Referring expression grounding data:
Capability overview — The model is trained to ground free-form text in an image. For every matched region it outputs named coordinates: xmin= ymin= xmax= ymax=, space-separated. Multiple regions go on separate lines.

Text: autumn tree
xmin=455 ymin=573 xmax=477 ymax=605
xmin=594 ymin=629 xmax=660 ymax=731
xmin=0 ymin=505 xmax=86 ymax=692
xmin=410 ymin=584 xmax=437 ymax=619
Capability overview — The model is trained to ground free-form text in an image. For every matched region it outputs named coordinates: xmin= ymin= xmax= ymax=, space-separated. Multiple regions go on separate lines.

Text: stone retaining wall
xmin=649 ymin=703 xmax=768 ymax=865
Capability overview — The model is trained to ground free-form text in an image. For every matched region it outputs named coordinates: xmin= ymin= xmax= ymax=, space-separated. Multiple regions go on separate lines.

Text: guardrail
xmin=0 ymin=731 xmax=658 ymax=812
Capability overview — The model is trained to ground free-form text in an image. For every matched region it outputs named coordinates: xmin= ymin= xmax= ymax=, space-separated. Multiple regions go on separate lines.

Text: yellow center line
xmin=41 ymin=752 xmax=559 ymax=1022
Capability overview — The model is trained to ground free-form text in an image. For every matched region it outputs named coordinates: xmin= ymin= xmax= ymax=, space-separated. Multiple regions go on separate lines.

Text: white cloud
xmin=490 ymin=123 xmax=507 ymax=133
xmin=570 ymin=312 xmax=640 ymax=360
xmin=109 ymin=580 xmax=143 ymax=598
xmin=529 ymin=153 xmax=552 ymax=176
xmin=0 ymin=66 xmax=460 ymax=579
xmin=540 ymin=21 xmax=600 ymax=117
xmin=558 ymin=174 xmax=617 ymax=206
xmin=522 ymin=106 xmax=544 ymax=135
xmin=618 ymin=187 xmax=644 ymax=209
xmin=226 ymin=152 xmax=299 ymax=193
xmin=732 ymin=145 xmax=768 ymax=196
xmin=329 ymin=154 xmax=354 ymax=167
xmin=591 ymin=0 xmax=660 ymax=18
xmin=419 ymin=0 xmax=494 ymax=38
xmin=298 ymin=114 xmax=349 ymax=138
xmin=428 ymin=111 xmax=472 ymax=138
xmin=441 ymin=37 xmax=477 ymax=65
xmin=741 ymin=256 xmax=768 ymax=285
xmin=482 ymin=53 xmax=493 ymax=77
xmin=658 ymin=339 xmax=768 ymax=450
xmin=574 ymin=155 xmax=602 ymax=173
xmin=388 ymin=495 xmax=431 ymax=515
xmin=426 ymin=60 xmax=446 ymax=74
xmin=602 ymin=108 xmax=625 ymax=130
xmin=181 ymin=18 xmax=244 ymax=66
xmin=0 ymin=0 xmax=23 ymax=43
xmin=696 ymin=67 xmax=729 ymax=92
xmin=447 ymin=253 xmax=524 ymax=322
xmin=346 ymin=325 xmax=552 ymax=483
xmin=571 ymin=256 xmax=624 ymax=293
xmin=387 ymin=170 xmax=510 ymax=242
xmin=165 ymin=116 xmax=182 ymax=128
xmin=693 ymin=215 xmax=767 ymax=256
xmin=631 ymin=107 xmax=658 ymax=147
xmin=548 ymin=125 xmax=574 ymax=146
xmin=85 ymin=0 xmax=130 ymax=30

→ **What the task asks**:
Output all of the data exactly.

→ **The completed task**:
Capability overview — The model is trained to ground free-form text in an image. For every matched region it outputs named coordinates: xmin= ymin= xmax= ymax=, space-separated. Multiple regions go on separate lines.

Text: autumn tree
xmin=455 ymin=573 xmax=477 ymax=605
xmin=594 ymin=629 xmax=660 ymax=731
xmin=0 ymin=505 xmax=86 ymax=692
xmin=410 ymin=584 xmax=437 ymax=619
Capability overview — The model is trained to ground free-form text in an image. For every matched region it outputs named coordinates: xmin= ymin= xmax= ymax=, space-separated. Multiple regions go on separate lines.

Text: stone retaining wall
xmin=649 ymin=703 xmax=768 ymax=865
Capability overview — The model is trained to ground free-form text in an image. For every matched region it outputs named coordinates: xmin= ymin= xmax= ymax=, space-separated. Multiple regions go on separate lines.

Text: guardrail
xmin=0 ymin=731 xmax=658 ymax=812
Capability overview — The model is trained to ground free-form text in an image. For every matched region it outputs named coordinates: xmin= ymin= xmax= ymax=, space-separated. Multiple regions go on separate lines.

Text: yellow center line
xmin=41 ymin=752 xmax=559 ymax=1022
Capability overview — The model is trained to ground free-form text in an image. For every matched region it outputs named coordinates: xmin= ymin= xmax= ymax=, space-separated. Multiple regions go on separate lines.

Text: white cloud
xmin=490 ymin=123 xmax=507 ymax=133
xmin=570 ymin=312 xmax=640 ymax=360
xmin=109 ymin=580 xmax=143 ymax=598
xmin=529 ymin=153 xmax=552 ymax=176
xmin=0 ymin=66 xmax=460 ymax=579
xmin=540 ymin=21 xmax=600 ymax=117
xmin=558 ymin=174 xmax=617 ymax=206
xmin=522 ymin=106 xmax=544 ymax=135
xmin=618 ymin=187 xmax=644 ymax=209
xmin=226 ymin=152 xmax=299 ymax=193
xmin=732 ymin=145 xmax=768 ymax=196
xmin=329 ymin=154 xmax=354 ymax=167
xmin=591 ymin=0 xmax=660 ymax=18
xmin=419 ymin=0 xmax=494 ymax=38
xmin=298 ymin=114 xmax=349 ymax=138
xmin=428 ymin=111 xmax=472 ymax=138
xmin=441 ymin=37 xmax=477 ymax=65
xmin=741 ymin=256 xmax=768 ymax=285
xmin=482 ymin=53 xmax=493 ymax=77
xmin=658 ymin=339 xmax=768 ymax=450
xmin=574 ymin=155 xmax=602 ymax=173
xmin=388 ymin=495 xmax=431 ymax=515
xmin=426 ymin=60 xmax=446 ymax=74
xmin=602 ymin=108 xmax=625 ymax=130
xmin=181 ymin=18 xmax=244 ymax=66
xmin=0 ymin=0 xmax=23 ymax=43
xmin=696 ymin=67 xmax=729 ymax=92
xmin=447 ymin=253 xmax=524 ymax=322
xmin=346 ymin=325 xmax=552 ymax=483
xmin=571 ymin=256 xmax=624 ymax=293
xmin=387 ymin=170 xmax=510 ymax=242
xmin=165 ymin=116 xmax=182 ymax=128
xmin=693 ymin=215 xmax=767 ymax=256
xmin=631 ymin=107 xmax=658 ymax=147
xmin=548 ymin=125 xmax=574 ymax=146
xmin=85 ymin=0 xmax=130 ymax=30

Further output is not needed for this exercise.